Each line from the one containing "man in navy" through the last line of the records below is to be set down exactly; the rest stays out.

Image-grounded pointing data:
★ ★ ★ ★ ★ ★ ★

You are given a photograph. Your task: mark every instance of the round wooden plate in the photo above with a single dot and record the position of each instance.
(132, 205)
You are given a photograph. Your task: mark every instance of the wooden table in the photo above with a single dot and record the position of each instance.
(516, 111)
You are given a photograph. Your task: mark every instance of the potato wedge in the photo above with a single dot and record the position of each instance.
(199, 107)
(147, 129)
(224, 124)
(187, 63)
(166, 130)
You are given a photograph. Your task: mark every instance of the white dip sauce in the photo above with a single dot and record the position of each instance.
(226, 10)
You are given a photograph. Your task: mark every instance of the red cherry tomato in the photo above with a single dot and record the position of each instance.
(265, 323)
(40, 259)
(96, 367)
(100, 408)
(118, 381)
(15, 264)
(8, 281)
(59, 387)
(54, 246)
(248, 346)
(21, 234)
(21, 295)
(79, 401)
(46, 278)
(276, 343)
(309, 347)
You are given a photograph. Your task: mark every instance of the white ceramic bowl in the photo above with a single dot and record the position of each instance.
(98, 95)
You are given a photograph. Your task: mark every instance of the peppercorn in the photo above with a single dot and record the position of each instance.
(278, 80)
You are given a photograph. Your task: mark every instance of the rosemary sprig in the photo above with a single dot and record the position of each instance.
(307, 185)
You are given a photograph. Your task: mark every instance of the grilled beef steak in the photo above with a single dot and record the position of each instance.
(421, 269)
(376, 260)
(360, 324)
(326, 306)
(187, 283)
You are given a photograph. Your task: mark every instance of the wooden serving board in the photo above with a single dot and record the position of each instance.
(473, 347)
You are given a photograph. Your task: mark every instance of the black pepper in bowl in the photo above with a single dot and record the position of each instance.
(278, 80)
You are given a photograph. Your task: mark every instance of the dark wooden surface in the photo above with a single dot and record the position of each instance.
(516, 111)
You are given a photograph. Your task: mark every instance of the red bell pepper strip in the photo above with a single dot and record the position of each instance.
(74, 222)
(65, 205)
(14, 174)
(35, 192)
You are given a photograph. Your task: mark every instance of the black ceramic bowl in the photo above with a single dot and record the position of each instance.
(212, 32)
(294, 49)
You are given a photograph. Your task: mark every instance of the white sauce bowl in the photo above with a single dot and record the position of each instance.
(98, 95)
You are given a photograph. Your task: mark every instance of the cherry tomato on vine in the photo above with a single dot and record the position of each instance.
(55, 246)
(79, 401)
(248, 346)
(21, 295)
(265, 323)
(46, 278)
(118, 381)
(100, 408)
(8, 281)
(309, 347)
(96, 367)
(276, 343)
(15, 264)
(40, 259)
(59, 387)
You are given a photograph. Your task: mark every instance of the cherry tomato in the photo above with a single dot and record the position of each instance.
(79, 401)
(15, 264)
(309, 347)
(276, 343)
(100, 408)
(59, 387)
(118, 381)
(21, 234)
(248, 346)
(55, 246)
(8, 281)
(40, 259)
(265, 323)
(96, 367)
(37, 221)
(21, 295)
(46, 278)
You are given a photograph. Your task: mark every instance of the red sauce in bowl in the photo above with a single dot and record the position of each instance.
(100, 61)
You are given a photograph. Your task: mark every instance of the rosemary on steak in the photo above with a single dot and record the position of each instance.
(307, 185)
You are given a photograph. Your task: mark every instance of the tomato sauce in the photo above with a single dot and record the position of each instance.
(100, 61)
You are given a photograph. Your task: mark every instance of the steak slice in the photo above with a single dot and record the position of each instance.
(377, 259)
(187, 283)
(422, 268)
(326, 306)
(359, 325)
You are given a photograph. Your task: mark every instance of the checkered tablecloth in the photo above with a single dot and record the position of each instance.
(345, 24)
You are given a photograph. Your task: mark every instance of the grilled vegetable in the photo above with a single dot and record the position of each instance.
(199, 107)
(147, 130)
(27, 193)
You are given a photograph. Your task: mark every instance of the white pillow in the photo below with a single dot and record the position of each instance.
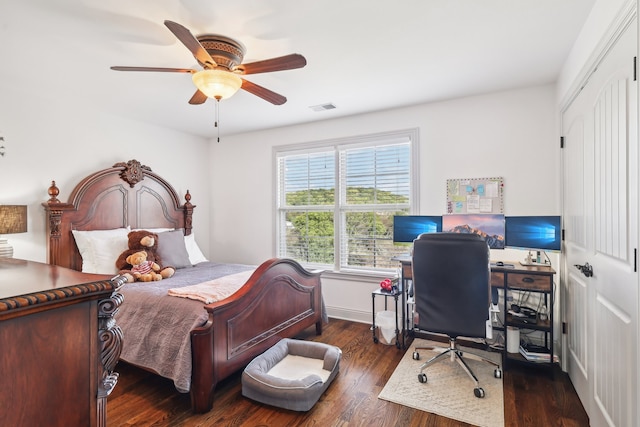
(195, 254)
(101, 248)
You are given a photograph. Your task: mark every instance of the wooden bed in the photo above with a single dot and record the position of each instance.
(281, 298)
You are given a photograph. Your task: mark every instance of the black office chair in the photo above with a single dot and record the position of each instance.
(451, 284)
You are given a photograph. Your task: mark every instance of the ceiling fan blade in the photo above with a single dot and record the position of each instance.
(188, 39)
(167, 70)
(198, 98)
(287, 62)
(264, 93)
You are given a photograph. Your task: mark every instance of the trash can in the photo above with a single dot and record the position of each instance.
(386, 324)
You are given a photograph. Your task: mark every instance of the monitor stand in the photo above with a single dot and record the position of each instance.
(530, 260)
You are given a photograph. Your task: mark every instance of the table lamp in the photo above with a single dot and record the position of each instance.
(13, 219)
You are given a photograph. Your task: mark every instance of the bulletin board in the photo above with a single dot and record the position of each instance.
(475, 195)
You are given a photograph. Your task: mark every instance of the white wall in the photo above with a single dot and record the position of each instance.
(602, 21)
(509, 134)
(60, 138)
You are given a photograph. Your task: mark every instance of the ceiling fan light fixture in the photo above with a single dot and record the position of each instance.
(218, 84)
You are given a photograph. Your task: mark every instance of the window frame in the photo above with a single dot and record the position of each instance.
(337, 145)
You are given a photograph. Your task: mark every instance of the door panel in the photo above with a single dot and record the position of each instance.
(600, 197)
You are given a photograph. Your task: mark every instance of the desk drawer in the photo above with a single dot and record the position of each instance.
(532, 282)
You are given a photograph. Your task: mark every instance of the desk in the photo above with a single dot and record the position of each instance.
(511, 277)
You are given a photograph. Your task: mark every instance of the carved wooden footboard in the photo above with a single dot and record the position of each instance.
(280, 299)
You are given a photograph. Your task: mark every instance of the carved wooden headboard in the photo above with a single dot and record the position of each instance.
(126, 194)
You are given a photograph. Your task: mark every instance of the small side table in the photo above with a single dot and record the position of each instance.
(395, 294)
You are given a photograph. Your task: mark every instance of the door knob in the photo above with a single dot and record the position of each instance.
(586, 269)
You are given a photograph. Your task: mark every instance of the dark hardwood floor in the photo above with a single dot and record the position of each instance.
(531, 397)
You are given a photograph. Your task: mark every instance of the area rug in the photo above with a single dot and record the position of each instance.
(449, 390)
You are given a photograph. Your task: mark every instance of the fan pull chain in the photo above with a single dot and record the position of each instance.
(217, 117)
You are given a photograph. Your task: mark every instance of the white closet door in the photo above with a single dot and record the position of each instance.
(600, 200)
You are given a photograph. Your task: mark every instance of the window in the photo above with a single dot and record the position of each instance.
(336, 200)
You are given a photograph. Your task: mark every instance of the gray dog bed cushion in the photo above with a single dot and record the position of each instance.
(292, 374)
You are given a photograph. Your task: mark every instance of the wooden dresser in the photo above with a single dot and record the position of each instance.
(59, 344)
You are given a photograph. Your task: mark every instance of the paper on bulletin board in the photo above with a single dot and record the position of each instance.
(477, 195)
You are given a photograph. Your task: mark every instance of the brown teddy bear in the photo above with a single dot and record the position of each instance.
(143, 240)
(142, 269)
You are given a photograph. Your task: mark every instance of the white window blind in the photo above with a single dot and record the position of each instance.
(336, 200)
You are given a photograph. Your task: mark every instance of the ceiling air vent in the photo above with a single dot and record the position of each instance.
(323, 107)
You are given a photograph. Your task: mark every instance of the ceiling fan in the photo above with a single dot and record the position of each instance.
(221, 59)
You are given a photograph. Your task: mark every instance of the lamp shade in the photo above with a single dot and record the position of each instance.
(218, 84)
(13, 219)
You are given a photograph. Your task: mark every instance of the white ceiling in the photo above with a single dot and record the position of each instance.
(362, 55)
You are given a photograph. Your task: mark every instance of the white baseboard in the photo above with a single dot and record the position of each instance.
(352, 315)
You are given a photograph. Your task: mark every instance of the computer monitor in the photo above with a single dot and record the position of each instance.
(533, 232)
(407, 227)
(488, 226)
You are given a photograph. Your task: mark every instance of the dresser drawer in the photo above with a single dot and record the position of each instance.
(532, 282)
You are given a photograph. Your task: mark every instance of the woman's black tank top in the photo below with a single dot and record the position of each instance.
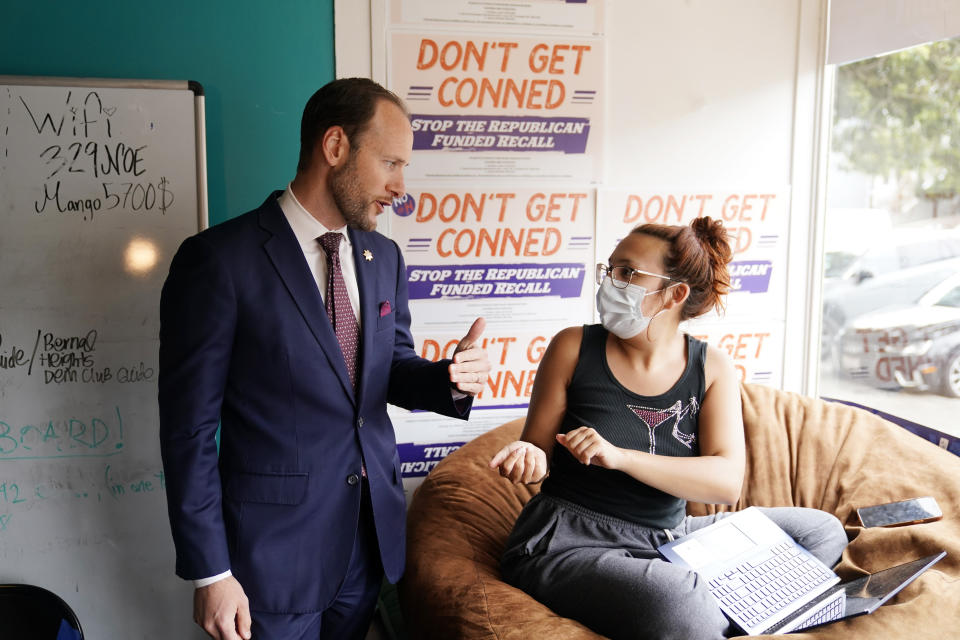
(663, 425)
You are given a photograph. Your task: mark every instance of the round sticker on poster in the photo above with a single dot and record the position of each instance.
(404, 206)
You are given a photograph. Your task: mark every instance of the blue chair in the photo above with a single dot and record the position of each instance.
(29, 612)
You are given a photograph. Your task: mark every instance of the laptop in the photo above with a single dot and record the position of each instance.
(766, 583)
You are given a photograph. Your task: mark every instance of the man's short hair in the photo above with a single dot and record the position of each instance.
(349, 103)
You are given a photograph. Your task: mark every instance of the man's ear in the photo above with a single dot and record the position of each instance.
(679, 294)
(334, 146)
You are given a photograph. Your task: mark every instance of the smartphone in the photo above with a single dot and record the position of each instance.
(895, 514)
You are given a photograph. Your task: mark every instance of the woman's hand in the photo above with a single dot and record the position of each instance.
(521, 461)
(589, 447)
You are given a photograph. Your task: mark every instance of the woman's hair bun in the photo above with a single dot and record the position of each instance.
(713, 235)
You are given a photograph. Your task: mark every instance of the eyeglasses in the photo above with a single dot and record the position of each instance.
(622, 275)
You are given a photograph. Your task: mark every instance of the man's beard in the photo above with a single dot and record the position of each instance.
(348, 196)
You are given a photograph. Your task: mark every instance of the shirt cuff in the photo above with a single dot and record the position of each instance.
(203, 582)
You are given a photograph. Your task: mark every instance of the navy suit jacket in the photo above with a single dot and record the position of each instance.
(245, 344)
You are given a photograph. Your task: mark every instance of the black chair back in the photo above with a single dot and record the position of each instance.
(29, 612)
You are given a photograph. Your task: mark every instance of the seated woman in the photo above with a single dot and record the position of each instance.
(647, 418)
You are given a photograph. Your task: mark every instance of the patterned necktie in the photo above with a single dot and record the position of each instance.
(338, 305)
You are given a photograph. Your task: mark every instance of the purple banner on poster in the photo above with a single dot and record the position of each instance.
(500, 133)
(432, 282)
(417, 460)
(752, 276)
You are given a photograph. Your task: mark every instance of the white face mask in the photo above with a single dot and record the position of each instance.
(620, 311)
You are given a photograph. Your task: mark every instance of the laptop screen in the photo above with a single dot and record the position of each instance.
(718, 543)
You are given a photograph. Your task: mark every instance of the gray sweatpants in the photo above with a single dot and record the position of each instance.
(606, 573)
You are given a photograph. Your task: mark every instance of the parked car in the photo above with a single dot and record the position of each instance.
(910, 347)
(848, 298)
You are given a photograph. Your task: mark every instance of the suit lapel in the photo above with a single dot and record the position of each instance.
(287, 257)
(366, 282)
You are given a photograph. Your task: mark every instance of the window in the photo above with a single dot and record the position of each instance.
(891, 312)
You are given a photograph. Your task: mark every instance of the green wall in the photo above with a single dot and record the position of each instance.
(258, 62)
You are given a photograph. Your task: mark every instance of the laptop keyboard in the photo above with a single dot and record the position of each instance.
(757, 590)
(833, 610)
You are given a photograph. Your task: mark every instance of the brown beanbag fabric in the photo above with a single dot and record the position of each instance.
(800, 451)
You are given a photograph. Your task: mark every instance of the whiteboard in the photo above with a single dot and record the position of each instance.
(100, 181)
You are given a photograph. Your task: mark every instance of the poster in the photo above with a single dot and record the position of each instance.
(756, 221)
(484, 106)
(755, 348)
(581, 17)
(522, 259)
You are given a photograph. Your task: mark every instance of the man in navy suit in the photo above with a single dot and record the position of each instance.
(301, 512)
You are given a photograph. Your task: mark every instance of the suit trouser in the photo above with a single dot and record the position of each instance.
(606, 573)
(351, 612)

★ ★ ★ ★ ★ ★ ★

_ANSWER TO THE PROBLEM_
You are given a photograph. Your task: mark every instance of the man in navy suit in the photo above with a single dot and record the position of each instance.
(301, 512)
You are given a photograph. Your task: mark every instance of the suit trouser in the photo above with a single dot and record the position of each instance.
(606, 573)
(351, 612)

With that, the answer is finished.